* [Extracted records]:
────────────────────

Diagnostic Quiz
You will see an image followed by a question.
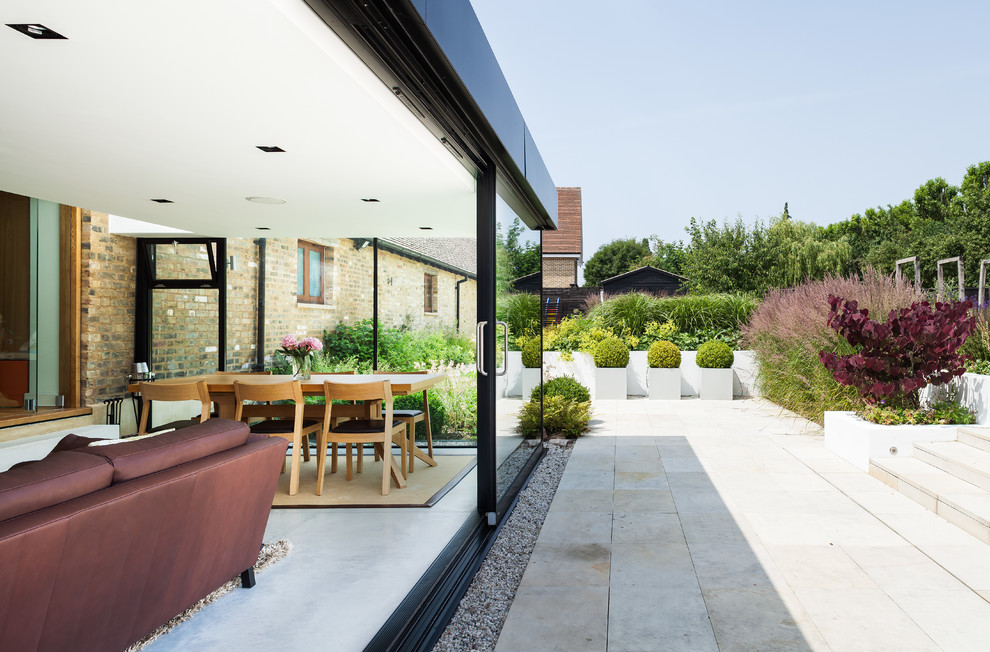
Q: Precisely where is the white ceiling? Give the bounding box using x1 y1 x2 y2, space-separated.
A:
0 0 475 237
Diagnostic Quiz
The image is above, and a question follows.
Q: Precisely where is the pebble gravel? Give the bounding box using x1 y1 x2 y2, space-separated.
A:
433 439 573 652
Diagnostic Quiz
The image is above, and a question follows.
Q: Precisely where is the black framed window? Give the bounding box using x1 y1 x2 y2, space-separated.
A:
296 240 326 303
423 274 439 313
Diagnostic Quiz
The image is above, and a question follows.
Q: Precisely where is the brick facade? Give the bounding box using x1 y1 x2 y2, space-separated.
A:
543 256 577 288
75 227 477 405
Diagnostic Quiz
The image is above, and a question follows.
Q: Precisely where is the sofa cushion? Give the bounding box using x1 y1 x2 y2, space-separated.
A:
83 419 250 483
0 451 113 521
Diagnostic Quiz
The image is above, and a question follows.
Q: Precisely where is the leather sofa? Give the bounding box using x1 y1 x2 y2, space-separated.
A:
0 419 288 652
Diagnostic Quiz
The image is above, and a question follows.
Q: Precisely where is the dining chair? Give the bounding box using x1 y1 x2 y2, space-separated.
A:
372 369 433 473
234 380 322 496
138 380 210 435
316 380 406 496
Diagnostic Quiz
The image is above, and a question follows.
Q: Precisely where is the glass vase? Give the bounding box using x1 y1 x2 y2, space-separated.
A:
289 355 313 380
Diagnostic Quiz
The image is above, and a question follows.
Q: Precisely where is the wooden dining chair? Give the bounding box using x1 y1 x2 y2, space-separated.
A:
138 380 210 435
234 380 322 496
316 380 406 496
372 369 433 473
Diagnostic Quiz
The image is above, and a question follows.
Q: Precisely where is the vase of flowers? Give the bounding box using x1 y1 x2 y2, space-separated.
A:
278 335 323 380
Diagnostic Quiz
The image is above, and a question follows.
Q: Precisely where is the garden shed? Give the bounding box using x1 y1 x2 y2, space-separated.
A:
602 265 687 294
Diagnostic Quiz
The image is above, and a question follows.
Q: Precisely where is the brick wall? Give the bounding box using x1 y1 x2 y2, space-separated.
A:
543 257 577 288
82 232 477 404
80 210 137 405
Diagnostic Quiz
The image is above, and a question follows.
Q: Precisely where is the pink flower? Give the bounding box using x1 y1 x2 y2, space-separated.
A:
299 337 323 351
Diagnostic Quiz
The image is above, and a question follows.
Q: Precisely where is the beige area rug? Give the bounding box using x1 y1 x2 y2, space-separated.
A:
124 539 292 652
272 451 476 508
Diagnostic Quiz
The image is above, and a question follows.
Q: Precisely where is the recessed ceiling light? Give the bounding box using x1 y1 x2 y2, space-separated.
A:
7 23 65 39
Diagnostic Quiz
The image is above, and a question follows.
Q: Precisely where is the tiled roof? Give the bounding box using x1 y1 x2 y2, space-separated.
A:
382 238 478 275
543 188 584 256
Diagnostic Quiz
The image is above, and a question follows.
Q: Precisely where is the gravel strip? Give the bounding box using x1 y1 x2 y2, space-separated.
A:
433 439 573 652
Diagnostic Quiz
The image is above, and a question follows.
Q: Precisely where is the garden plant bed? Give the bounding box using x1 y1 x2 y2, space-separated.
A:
825 412 960 471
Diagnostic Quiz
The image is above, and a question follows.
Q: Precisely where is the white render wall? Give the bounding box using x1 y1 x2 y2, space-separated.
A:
497 351 760 397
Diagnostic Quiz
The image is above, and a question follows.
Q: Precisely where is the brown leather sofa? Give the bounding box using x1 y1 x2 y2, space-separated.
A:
0 419 288 652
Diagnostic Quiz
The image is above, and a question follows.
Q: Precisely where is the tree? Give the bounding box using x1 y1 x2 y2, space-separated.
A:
584 238 650 286
504 217 541 279
648 235 687 275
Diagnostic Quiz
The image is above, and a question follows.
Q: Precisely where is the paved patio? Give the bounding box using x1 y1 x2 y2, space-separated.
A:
496 400 990 652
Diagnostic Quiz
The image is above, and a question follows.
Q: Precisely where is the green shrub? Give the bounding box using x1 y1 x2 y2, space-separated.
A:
495 292 540 345
522 337 543 369
530 376 591 403
519 396 591 437
696 340 735 369
743 271 917 424
593 337 629 369
646 340 681 369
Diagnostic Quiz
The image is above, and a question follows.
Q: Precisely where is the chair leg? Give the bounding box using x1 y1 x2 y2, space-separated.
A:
347 444 354 480
375 443 392 496
316 431 327 496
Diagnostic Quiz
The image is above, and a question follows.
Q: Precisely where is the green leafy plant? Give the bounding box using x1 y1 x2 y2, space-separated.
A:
592 337 629 369
522 337 543 369
519 396 591 437
530 376 591 403
695 340 735 369
646 341 681 369
858 399 976 426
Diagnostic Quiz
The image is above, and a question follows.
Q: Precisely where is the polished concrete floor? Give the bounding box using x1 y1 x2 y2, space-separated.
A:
496 400 990 652
145 400 522 652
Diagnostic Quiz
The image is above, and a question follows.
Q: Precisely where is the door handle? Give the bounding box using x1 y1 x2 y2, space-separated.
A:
474 321 488 376
495 321 509 376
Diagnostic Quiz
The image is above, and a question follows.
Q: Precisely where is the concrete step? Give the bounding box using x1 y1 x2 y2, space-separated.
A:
870 456 990 544
914 441 990 491
956 426 990 452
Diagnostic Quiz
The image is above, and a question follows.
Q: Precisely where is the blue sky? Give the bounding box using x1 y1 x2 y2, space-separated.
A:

────────────────────

* [Exercise aim]:
Reproduce the material in full, word for word, and omit the pictures.

* [Solution]:
Diagnostic Quiz
You will see an image followed by a question.
Q: Precisely where is the white ceiling? Give the bounding box using x1 y1 x2 y2, space-separated.
A:
0 0 475 237
Diagnostic Quiz
The image is above, and a question follows.
Q: Precisely where is the pebble gravel? Give the bounding box using x1 y1 x2 y2, space-separated.
A:
433 439 573 652
Diagnostic Quiz
The image is above, and a question follows.
Q: Precisely where is the black framed window? Give the bounding box using x1 y1 x2 y2, space-separated.
A:
296 240 326 303
423 274 439 313
Diagnostic Quiz
The image is above, and a question follows.
Q: Precisely where is the brick facade? Give the bounding box using x1 y1 x2 y2, space-separated.
A:
543 256 577 288
75 227 477 405
Diagnostic Quiz
The image is above, and a question follows.
Q: Precisely where is the sofa cushion? Give the bounding box using x1 y1 x2 y2, space-separated.
A:
83 419 250 483
0 451 113 521
Diagnostic Quiz
The image is above, and a question follows.
Q: Precisely where is the leather sofa? Give the bounding box using x1 y1 x2 y2, space-separated.
A:
0 419 288 652
Diagnostic Quiz
The image is above, and a question follows.
Q: Precisely where is the dining chair? Give the bounding box using x1 y1 x2 y2, space-separated.
A:
372 369 433 473
234 380 322 496
138 380 210 435
316 380 406 496
Diagnostic Quiz
The image is above, and a question follows.
Q: Precisely where is the glass vase? Give the bounding box using x1 y1 x2 y2, space-separated.
A:
289 355 313 380
Diagnostic Quiz
The image is above, and a question follows.
Q: Precisely where is the wooden dining chair? Give the bounding box using x1 y1 x2 y2, space-separated.
A:
138 380 210 435
234 380 322 496
316 380 406 496
372 369 433 473
Diagnostic Quiz
The image is above, and a question follows.
Q: Precisely where is the vase of flowers? Give the bounding box using x1 y1 x2 y2, space-separated.
A:
278 335 323 380
Diagnostic Quiz
The image is above, and a question follows.
Q: Precisely where is the garden shed? Give the bounding box using x1 y1 x2 y2, space-separated.
A:
602 265 687 294
Diagnostic Quiz
The image is above, and a question follows.
Q: Precisely where is the brick wall? Give the bounding box using x1 y1 x2 y2, space-separated.
A:
543 257 577 288
82 232 477 404
80 210 137 405
Diagnostic Quiz
The image is above, and a question follows.
Q: Precisely where is the pink flower? Give the bounding box using x1 y1 x2 y2, space-separated.
A:
299 337 323 351
Diagnostic Quiz
The image is above, and a question follows.
Q: Precisely where is the beige area rug? Give the bounding box using x1 y1 x2 y2, space-separated.
A:
124 539 292 652
272 451 476 508
Diagnostic Quiz
The image is above, and a question follows.
Q: Precisely where is the recessed ceiling light? Give the bounding box using x1 y1 x2 y2, space-separated.
A:
7 23 65 39
Diagnostic Quiz
The image is above, and a question follows.
Q: Precisely where is the tiled roof? Give the bounding box using x1 y1 x2 y2, space-separated.
A:
382 238 478 275
543 188 584 256
Diagnostic Quiz
The image is above, and a question follows.
Q: Precisely where is the gravel strip? Give the bounding box using x1 y1 x2 y2, space-separated.
A:
433 439 573 652
Diagnostic Quiz
The image is above, and a question follows.
Q: Precisely where is the garden plant bed? Give the bounding box using x1 y1 x2 y2, space-separated.
A:
825 412 960 471
Diagnostic Quiz
The image is above, and a question follows.
Q: Precisely where is the white render wall? Give the bounding box using x1 y1 x2 y2, space-separated.
A:
497 351 760 397
Diagnostic Quiz
The image is above, and a question follows.
Q: Precisely where is the brown leather sofa? Give the bounding box using x1 y1 x2 y2, space-separated.
A:
0 419 288 652
Diagnostic Quiz
The image is above, and a question follows.
Q: Precisely where is the tree? Give the bounding box using x1 y1 x2 y2, space-separated.
A:
584 238 650 286
504 217 541 279
648 235 687 275
Diagnostic Quiz
The image is above, and a question follows.
Q: Precisely where is the paved patio? Give the bounding box using x1 y1 x2 y2, space-separated.
A:
496 400 990 652
Diagnostic Quiz
The image is above, and a question follows.
Q: Precisely where is the green shrub? Give the bounding box using x1 y1 x2 y2, space-separated.
A:
495 292 540 345
522 337 543 369
530 376 591 403
519 396 591 437
696 340 735 369
743 271 917 424
593 337 629 369
646 340 681 369
Diagnostic Quiz
The image is above, and a question follows.
Q: Precisely where is the chair leg? Give the bounding box using x1 y1 x2 y2, space-separated.
A:
347 444 354 480
375 443 392 496
316 431 327 496
Diagnostic Quiz
The image is above, and a question follows.
Q: Precisely where is the green leafy plant? Give the bounding box using x1 y1 x2 y2, space-separated.
A:
592 337 629 369
522 337 543 369
519 396 591 437
530 376 591 403
695 340 735 369
646 341 681 369
858 399 976 426
Diagnostic Quiz
The image is above, and a question follows.
Q: Precisely where is the polished concrete floor? Give the bounding box using x1 y1 x2 y2, space-separated.
A:
496 400 990 652
145 400 522 652
Diagnostic Quiz
The image is above, and a question follows.
Q: Precisely where is the door handle? Give the bounding box using x1 y1 x2 y2, space-separated.
A:
474 321 488 376
495 321 509 376
Diagnostic Quiz
The image is above, and a question follows.
Q: Precisely where is the concrete step? Give the bounding box using x1 y1 x2 y2, space-separated.
A:
870 456 990 544
914 441 990 491
956 426 990 452
Diagnostic Quiz
The image is above, and a question follows.
Q: Precisely where is the blue sky? Give the bounding box using x1 y1 x2 y2, space-separated.
A:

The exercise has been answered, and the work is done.